--- start Material ---

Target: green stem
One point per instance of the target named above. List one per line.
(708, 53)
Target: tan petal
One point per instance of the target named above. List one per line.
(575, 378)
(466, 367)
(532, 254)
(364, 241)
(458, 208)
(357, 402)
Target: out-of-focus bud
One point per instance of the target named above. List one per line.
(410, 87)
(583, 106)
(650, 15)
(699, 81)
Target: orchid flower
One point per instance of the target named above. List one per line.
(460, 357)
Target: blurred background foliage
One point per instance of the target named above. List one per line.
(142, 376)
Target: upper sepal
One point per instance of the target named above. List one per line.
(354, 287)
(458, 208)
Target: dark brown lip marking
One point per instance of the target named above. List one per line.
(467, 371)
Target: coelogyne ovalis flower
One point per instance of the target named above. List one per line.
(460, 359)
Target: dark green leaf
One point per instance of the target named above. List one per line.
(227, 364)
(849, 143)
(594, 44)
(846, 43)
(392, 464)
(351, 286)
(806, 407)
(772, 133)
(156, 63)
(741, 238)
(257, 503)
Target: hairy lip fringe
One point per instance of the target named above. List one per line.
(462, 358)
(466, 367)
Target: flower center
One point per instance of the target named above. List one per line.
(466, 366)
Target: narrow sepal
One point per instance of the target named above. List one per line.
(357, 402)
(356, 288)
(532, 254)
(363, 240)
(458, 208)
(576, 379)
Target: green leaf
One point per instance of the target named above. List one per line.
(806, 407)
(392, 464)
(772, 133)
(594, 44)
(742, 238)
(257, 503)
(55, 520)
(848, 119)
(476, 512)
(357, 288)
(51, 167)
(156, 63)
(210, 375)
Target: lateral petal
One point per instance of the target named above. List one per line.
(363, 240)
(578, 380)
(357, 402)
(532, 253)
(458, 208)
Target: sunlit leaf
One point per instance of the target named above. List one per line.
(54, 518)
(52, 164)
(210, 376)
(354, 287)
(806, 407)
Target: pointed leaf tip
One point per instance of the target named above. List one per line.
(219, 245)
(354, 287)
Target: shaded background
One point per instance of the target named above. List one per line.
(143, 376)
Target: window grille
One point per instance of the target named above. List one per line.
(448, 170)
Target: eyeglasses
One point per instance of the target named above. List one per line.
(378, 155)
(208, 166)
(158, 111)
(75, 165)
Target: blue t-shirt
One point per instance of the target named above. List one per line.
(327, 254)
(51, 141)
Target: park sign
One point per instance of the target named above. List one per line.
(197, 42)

--- end Material ---
--- start Material ---

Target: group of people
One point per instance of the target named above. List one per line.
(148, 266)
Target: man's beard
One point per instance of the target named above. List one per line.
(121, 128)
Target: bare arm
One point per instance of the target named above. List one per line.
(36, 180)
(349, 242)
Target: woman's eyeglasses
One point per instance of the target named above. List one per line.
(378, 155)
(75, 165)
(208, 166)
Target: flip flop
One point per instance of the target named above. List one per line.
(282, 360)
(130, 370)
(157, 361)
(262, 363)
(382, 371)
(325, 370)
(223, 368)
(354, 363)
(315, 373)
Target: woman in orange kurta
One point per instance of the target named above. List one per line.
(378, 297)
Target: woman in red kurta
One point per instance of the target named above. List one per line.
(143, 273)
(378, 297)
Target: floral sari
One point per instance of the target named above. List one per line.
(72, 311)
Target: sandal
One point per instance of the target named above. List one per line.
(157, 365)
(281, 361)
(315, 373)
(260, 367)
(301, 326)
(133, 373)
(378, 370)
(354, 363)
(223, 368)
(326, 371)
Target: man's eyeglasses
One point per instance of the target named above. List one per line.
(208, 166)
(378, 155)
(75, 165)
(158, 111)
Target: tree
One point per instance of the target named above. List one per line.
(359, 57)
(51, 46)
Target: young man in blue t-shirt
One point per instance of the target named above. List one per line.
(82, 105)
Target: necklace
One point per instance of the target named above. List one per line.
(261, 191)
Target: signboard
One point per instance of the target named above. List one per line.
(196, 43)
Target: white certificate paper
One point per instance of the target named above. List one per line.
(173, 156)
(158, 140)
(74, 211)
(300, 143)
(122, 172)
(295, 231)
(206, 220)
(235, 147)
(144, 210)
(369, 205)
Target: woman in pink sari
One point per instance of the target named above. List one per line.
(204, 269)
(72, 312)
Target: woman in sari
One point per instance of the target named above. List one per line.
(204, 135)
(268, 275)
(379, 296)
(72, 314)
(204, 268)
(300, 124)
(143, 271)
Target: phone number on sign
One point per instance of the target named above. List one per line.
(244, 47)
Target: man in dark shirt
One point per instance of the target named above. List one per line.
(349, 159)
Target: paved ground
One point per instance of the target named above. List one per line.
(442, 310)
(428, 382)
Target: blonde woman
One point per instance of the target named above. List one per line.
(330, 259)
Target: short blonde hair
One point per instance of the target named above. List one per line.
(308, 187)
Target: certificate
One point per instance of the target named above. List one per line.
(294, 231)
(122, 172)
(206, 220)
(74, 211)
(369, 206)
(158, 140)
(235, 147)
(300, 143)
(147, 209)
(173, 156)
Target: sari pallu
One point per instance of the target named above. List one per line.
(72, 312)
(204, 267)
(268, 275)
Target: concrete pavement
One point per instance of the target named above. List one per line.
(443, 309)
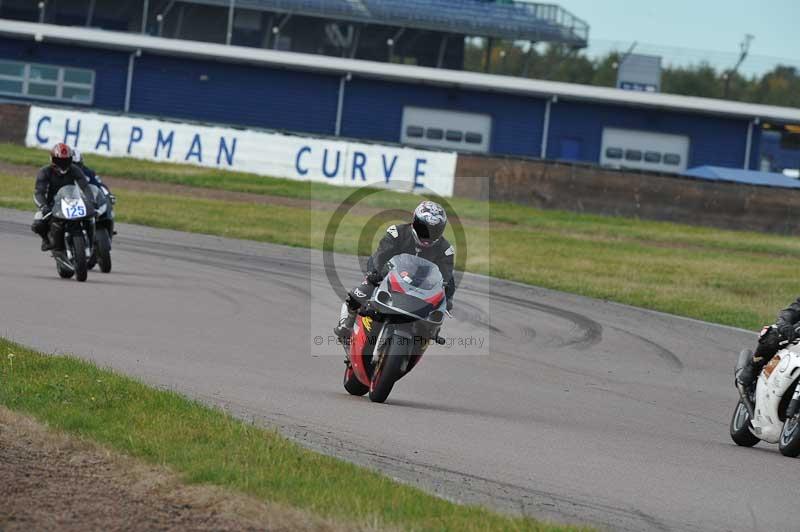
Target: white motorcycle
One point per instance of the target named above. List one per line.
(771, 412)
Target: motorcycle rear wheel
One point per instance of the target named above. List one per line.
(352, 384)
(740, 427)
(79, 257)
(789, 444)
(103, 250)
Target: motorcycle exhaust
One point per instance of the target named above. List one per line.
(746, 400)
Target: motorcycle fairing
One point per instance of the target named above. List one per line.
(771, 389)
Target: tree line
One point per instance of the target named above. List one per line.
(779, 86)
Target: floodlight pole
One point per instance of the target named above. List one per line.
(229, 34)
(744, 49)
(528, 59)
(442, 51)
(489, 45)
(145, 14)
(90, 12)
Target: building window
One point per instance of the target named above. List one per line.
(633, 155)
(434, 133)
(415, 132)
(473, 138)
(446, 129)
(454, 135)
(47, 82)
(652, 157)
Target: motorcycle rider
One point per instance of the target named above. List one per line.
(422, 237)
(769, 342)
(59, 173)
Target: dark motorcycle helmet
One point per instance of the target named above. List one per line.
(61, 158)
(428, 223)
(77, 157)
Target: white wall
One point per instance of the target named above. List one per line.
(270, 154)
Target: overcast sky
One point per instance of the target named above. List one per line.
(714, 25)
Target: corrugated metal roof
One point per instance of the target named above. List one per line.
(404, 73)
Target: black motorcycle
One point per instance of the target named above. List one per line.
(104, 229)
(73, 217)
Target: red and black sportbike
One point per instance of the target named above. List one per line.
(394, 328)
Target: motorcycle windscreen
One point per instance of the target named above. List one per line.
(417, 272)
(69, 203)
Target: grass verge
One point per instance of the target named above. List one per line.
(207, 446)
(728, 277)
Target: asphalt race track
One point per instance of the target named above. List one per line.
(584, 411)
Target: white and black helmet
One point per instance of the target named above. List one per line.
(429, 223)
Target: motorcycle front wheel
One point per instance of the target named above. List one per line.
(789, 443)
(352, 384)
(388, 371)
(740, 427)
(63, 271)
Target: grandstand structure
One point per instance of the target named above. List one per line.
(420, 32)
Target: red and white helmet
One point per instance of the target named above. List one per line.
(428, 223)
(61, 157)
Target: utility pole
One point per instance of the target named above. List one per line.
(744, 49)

--- end Material ---

> **Task to carry out**
From the rows above, pull out each line containing the string "leaf". Copy those lines unchanged, one per line.

> **Right answer**
Target: dark green leaf
Target: green leaf
Target: sunlit leaf
Target: pointed leaf tip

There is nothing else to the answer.